▶ [Try it]: Pick out and copy every line of the entries below in which the word "negative" appears.
--- Available data Enclosed Below ---
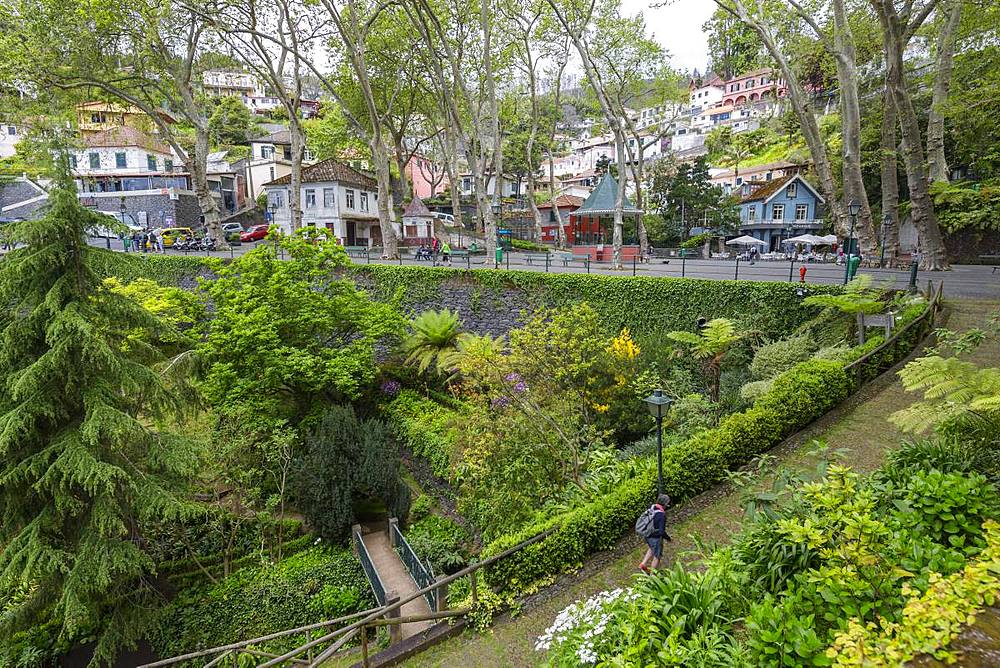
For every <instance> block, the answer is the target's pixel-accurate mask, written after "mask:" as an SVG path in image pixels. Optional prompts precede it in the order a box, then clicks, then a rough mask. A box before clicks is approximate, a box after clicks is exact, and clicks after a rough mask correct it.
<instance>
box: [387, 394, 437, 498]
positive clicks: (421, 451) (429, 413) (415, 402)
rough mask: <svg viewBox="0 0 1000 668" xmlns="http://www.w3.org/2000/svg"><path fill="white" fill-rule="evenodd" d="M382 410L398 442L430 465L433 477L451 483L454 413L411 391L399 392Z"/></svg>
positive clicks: (429, 399) (426, 398)
mask: <svg viewBox="0 0 1000 668" xmlns="http://www.w3.org/2000/svg"><path fill="white" fill-rule="evenodd" d="M382 411H383V414H384V415H385V416H386V417H388V418H389V424H390V425H391V427H392V429H393V431H394V432H395V433H396V435H397V436H398V437H399V439H400V440H401V441H402V442H403V443H405V444H406V445H407V446H408V447H409V448H410V450H412V451H413V453H414V454H417V455H420V456H421V457H424V458H425V459H426V460H427V461H428V462H430V465H431V470H433V471H434V475H436V476H437V477H439V478H441V479H443V480H451V476H450V475H449V469H450V466H451V444H452V443H454V442H455V438H454V436H453V435H452V434H450V433H449V432H450V430H452V429H454V427H453V426H451V423H452V417H453V416H454V411H453V410H450V409H448V408H445V407H444V406H442V405H441V404H439V403H437V402H436V401H434V400H433V399H428V398H426V397H422V396H420V394H418V393H417V392H414V391H413V390H403V391H402V392H400V393H399V394H398V395H397V396H396V397H395V398H394V399H393V400H392V401H390V402H388V403H386V404H385V405H383V406H382Z"/></svg>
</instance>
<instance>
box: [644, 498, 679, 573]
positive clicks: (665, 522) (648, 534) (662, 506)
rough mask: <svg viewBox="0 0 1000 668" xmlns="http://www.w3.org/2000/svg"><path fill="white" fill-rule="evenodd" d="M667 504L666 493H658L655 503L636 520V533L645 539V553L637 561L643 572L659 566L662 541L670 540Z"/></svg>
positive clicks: (652, 569)
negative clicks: (644, 555) (668, 530)
mask: <svg viewBox="0 0 1000 668" xmlns="http://www.w3.org/2000/svg"><path fill="white" fill-rule="evenodd" d="M669 505H670V497H669V496H667V495H666V494H660V495H659V496H658V497H656V503H654V504H653V505H652V506H650V507H649V508H647V509H646V510H645V511H644V512H643V513H642V515H640V516H639V519H638V520H636V523H635V530H636V533H638V534H639V535H640V536H642V537H643V538H645V539H646V546H647V547H646V554H645V556H643V558H642V561H640V562H639V570H641V571H642V572H644V573H649V572H650V571H651V570H653V571H655V570H656V569H657V568H659V567H660V559H661V558H662V557H663V541H664V540H671V538H670V534H668V533H667V506H669Z"/></svg>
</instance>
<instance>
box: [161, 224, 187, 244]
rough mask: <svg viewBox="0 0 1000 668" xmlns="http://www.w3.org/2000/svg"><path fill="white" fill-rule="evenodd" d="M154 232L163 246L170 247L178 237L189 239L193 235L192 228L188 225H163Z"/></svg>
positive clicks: (175, 242)
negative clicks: (159, 237)
mask: <svg viewBox="0 0 1000 668" xmlns="http://www.w3.org/2000/svg"><path fill="white" fill-rule="evenodd" d="M156 234H157V235H158V236H159V237H160V238H161V239H162V240H163V247H164V248H170V247H171V246H173V245H174V244H175V243H177V240H178V239H179V238H180V237H184V238H185V239H190V238H191V237H193V236H194V230H192V229H191V228H190V227H165V228H163V229H162V230H157V232H156Z"/></svg>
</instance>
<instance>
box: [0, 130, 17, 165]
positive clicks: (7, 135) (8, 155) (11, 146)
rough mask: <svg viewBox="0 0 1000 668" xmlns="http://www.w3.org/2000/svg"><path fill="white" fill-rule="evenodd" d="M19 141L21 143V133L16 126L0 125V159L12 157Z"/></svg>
mask: <svg viewBox="0 0 1000 668" xmlns="http://www.w3.org/2000/svg"><path fill="white" fill-rule="evenodd" d="M19 141H21V132H20V129H19V128H18V127H17V126H16V125H14V124H13V123H0V158H9V157H10V156H12V155H14V152H15V149H16V147H17V143H18V142H19Z"/></svg>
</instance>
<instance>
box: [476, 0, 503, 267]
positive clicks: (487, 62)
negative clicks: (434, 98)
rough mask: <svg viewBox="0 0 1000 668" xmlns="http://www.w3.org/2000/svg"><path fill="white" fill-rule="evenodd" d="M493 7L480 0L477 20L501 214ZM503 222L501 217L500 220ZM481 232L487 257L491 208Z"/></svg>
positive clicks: (491, 219) (499, 119) (501, 211)
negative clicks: (478, 16) (481, 231)
mask: <svg viewBox="0 0 1000 668" xmlns="http://www.w3.org/2000/svg"><path fill="white" fill-rule="evenodd" d="M492 10H493V7H492V4H491V3H490V2H488V0H481V2H480V12H479V20H480V26H481V27H482V30H483V70H484V71H485V74H486V96H487V98H488V99H489V107H490V131H491V133H492V135H493V137H492V139H493V175H494V181H493V183H494V186H493V201H494V202H496V203H497V204H499V205H500V210H501V219H502V218H503V213H502V211H503V139H502V138H501V137H500V105H499V104H498V103H497V88H496V81H495V79H494V76H493V49H492V47H491V43H492V38H493V29H492V27H491V25H490V16H491V15H492V13H493V11H492ZM500 224H501V225H502V224H503V221H502V220H501V221H500ZM483 234H484V235H485V236H486V253H487V257H489V256H490V254H491V253H493V252H494V251H495V250H496V242H497V238H496V237H497V224H496V223H495V222H494V220H493V212H492V211H490V212H489V213H485V212H484V215H483Z"/></svg>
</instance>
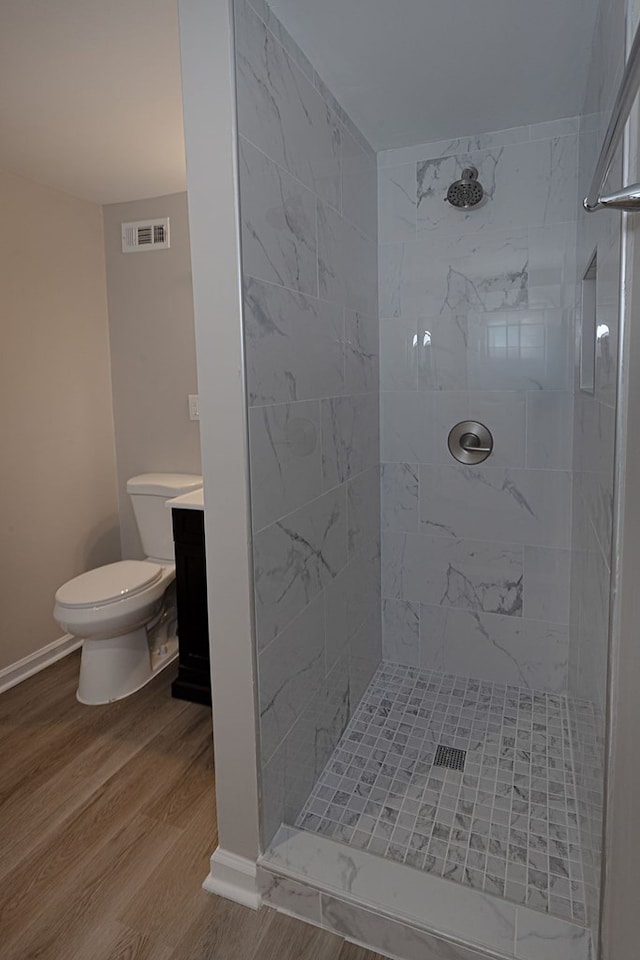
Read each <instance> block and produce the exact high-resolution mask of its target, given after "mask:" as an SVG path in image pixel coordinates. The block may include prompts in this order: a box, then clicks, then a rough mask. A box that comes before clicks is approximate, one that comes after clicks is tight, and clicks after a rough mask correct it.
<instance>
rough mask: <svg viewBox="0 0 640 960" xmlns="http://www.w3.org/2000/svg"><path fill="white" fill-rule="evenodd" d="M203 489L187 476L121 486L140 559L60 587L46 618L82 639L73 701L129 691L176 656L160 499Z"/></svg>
mask: <svg viewBox="0 0 640 960" xmlns="http://www.w3.org/2000/svg"><path fill="white" fill-rule="evenodd" d="M201 486H202V477H201V476H199V475H197V474H190V473H145V474H142V475H140V476H138V477H132V478H131V480H129V481H128V482H127V493H128V494H129V496H130V497H131V502H132V504H133V512H134V515H135V518H136V523H137V526H138V530H139V533H140V539H141V541H142V547H143V550H144V552H145V555H146V560H121V561H119V562H117V563H109V564H107V565H106V566H104V567H97V568H96V569H95V570H89V572H88V573H83V574H81V575H80V576H79V577H75V578H74V579H73V580H69V581H68V582H67V583H65V584H63V586H61V587H60V588H59V590H58V591H57V593H56V597H55V607H54V610H53V616H54V619H55V620H56V622H57V623H58V624H59V625H60V626H61V627H62V629H63V630H65V631H66V632H67V633H70V634H72V636H74V637H78V638H79V639H82V640H83V644H82V658H81V661H80V680H79V684H78V692H77V694H76V696H77V698H78V700H79V701H80V703H86V704H99V703H110V702H111V701H112V700H121V699H122V698H123V697H128V696H129V695H130V694H132V693H135V691H136V690H139V689H140V688H141V687H143V686H144V685H145V684H146V683H148V682H149V680H151V679H152V678H153V677H155V676H156V675H157V674H158V673H159V672H160V670H163V669H164V668H165V667H166V666H168V665H169V664H170V663H171V662H172V661H173V660H175V659H176V657H177V654H178V637H177V615H176V597H175V557H174V551H173V536H172V529H171V510H169V509H167V508H166V506H165V504H166V501H167V500H171V499H173V497H178V496H180V495H181V494H183V493H189V492H191V491H192V490H197V489H199V488H200V487H201Z"/></svg>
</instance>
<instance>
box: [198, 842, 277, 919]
mask: <svg viewBox="0 0 640 960" xmlns="http://www.w3.org/2000/svg"><path fill="white" fill-rule="evenodd" d="M202 887H203V889H204V890H206V891H207V893H215V894H217V895H218V896H219V897H225V899H227V900H234V901H235V902H236V903H240V904H242V906H243V907H250V908H251V909H252V910H258V909H259V908H260V906H261V905H262V897H261V895H260V893H259V891H258V879H257V864H256V862H255V860H250V859H248V857H240V856H238V854H236V853H231V852H230V851H229V850H223V849H222V847H217V849H216V850H214V852H213V853H212V854H211V869H210V872H209V875H208V877H207V878H206V880H205V881H204V883H203V884H202Z"/></svg>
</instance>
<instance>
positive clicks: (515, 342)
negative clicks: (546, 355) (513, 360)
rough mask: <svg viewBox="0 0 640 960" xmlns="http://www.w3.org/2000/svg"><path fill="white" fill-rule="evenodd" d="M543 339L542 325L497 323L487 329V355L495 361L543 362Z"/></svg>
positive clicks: (545, 337)
mask: <svg viewBox="0 0 640 960" xmlns="http://www.w3.org/2000/svg"><path fill="white" fill-rule="evenodd" d="M545 338H546V331H545V327H544V324H542V323H535V322H534V321H526V320H525V321H521V322H519V323H509V322H508V321H507V320H503V321H497V322H494V323H491V324H490V325H489V326H488V327H487V354H488V355H489V356H490V357H491V358H493V359H495V360H544V358H545V352H546V349H545V348H546V343H545Z"/></svg>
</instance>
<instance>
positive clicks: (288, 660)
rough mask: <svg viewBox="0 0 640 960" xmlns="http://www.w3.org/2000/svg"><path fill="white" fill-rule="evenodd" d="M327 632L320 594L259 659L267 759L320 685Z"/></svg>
mask: <svg viewBox="0 0 640 960" xmlns="http://www.w3.org/2000/svg"><path fill="white" fill-rule="evenodd" d="M324 631H325V627H324V605H323V601H322V597H316V598H315V599H314V600H312V602H311V603H310V604H309V606H308V607H306V608H305V610H303V612H302V613H301V614H300V616H299V617H296V619H295V620H293V621H292V622H291V623H290V624H289V626H288V627H287V628H286V629H285V630H283V631H282V633H280V635H279V636H278V637H276V639H275V640H273V641H272V642H271V643H270V644H269V645H268V646H267V647H266V648H265V649H264V650H263V651H262V653H261V654H260V656H259V658H258V680H259V692H260V695H259V708H260V744H261V751H262V757H263V759H264V760H265V761H267V760H268V759H269V757H270V756H271V754H272V753H273V752H274V750H275V749H276V747H277V746H278V744H279V743H280V742H281V741H282V740H283V738H284V737H285V736H286V734H287V733H288V732H289V730H290V729H291V727H292V726H293V724H294V723H295V721H296V720H297V719H298V717H299V716H300V714H301V713H302V711H303V710H304V708H305V707H306V706H307V704H308V703H309V701H310V700H311V699H312V697H313V696H314V695H315V693H316V692H317V691H318V689H319V688H320V685H321V683H322V680H323V677H324ZM302 641H304V642H302Z"/></svg>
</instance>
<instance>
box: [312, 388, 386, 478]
mask: <svg viewBox="0 0 640 960" xmlns="http://www.w3.org/2000/svg"><path fill="white" fill-rule="evenodd" d="M379 459H380V448H379V443H378V397H377V395H376V394H363V395H360V396H352V397H334V398H333V399H331V400H323V401H322V470H323V478H324V487H325V489H330V488H331V487H335V486H336V485H337V484H339V483H344V481H345V480H348V479H349V478H350V477H353V476H355V475H356V474H358V473H361V472H362V471H363V470H367V469H369V468H371V467H373V466H377V464H378V461H379Z"/></svg>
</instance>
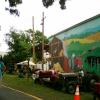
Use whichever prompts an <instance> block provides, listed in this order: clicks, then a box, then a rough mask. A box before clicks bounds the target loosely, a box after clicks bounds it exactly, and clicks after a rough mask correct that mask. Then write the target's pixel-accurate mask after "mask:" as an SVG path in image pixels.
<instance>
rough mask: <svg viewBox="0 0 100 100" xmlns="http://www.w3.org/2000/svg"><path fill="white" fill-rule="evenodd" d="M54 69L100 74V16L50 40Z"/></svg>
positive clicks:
--- End of Enclosed Available data ---
▶ [Answer to this problem]:
negative clicks: (644, 555) (668, 530)
negative clicks: (159, 237)
negative clicks: (434, 98)
negative clicks: (478, 16) (481, 231)
negative clicks: (546, 355) (513, 360)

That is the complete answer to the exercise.